WHAT YOU WILL DO: Copy all of the records below word for word, keeping every line the same.

-------- RECORDS SHOWN

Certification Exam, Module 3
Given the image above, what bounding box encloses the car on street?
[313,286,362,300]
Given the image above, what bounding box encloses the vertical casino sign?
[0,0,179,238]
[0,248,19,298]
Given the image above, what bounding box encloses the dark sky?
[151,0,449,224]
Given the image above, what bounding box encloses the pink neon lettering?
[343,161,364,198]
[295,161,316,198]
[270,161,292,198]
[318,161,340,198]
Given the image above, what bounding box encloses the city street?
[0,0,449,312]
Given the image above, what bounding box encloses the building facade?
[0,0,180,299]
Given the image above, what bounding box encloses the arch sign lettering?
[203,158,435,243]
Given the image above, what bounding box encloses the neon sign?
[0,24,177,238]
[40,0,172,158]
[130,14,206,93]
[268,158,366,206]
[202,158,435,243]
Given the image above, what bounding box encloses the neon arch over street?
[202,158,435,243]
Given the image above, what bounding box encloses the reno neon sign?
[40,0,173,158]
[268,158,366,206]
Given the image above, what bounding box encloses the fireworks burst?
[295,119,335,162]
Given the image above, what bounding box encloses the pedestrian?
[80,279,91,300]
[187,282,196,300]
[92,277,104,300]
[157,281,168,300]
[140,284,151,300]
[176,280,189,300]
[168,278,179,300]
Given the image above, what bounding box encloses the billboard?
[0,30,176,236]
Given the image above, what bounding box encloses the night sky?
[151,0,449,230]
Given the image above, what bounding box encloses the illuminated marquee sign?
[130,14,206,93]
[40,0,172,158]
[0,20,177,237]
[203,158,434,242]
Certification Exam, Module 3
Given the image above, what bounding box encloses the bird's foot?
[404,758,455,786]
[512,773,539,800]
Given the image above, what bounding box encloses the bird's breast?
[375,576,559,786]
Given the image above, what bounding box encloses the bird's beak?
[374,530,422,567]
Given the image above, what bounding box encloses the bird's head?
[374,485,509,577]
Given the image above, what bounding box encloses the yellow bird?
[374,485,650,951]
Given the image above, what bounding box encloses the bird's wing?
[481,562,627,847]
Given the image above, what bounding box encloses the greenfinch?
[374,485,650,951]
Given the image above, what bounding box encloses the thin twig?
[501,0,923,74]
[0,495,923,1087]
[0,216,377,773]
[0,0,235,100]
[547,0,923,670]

----------------

SOLUTION FOR THIS EXERCISE:
Certification Exam, Module 3
Given the image above, what bounding box encloses the car on street?
[313,286,362,300]
Given the image above, what bounding box encloses the vertical casino sign?
[0,0,179,238]
[0,248,19,298]
Given the image above, what bounding box encloses the dark sky?
[151,0,449,224]
Given the image above, what bounding box encloses the pink neon lettering?
[343,161,364,198]
[295,161,316,198]
[270,161,292,198]
[318,161,340,198]
Given the image above, what bounding box encloses the city street?
[0,0,449,312]
Given the image above, what bounding box encloses the building facade?
[0,0,180,299]
Given the image above, what bounding box encloses the arch sign lettering?
[203,158,435,243]
Given the image above, what bounding box encloses the neon sign?
[0,24,177,238]
[40,0,172,158]
[130,14,206,93]
[268,158,366,206]
[202,158,435,243]
Given the image above, what bounding box encloses the neon arch over street?
[202,158,435,243]
Given the image above, what bounding box encloses the reno neon sign?
[40,0,173,158]
[268,158,366,206]
Given the image above, what bounding box encloses the fireworks burst?
[295,119,335,162]
Given the image above, what bounding box encloses the pedestrian?
[80,279,91,300]
[187,282,196,300]
[92,277,104,300]
[157,281,168,300]
[140,284,151,300]
[176,280,189,300]
[168,278,179,300]
Given the image above, what bounding box encloses the billboard?
[0,30,176,236]
Given the image above, what bounding box encloses the night sky?
[151,0,449,230]
Given the image above, what bounding box encloses the illuminated marquee sign?
[130,14,206,93]
[40,0,172,158]
[0,20,177,237]
[203,158,434,242]
Certification Exam, Module 3
Given the image above, what bounding box encloses the bird's foot?
[404,758,455,786]
[512,773,539,800]
Given the image above, what bounding box encloses the bird's breast?
[375,576,559,786]
Given the image above, what bounding box encloses the bird's beak?
[374,530,422,567]
Given the image above, what bounding box encloses the bird's head?
[374,485,509,577]
Given the image above, what bounding box encloses the yellow bird?
[374,485,650,951]
Given the image above, what bounding box encloses the bird's wing?
[481,562,627,847]
Given the image above, what bounding box encloses the greenfinch?
[374,485,650,951]
Given the image above, what bounding box encloses the thin twig?
[501,0,923,74]
[0,495,923,1087]
[0,216,377,773]
[0,0,235,100]
[547,0,923,670]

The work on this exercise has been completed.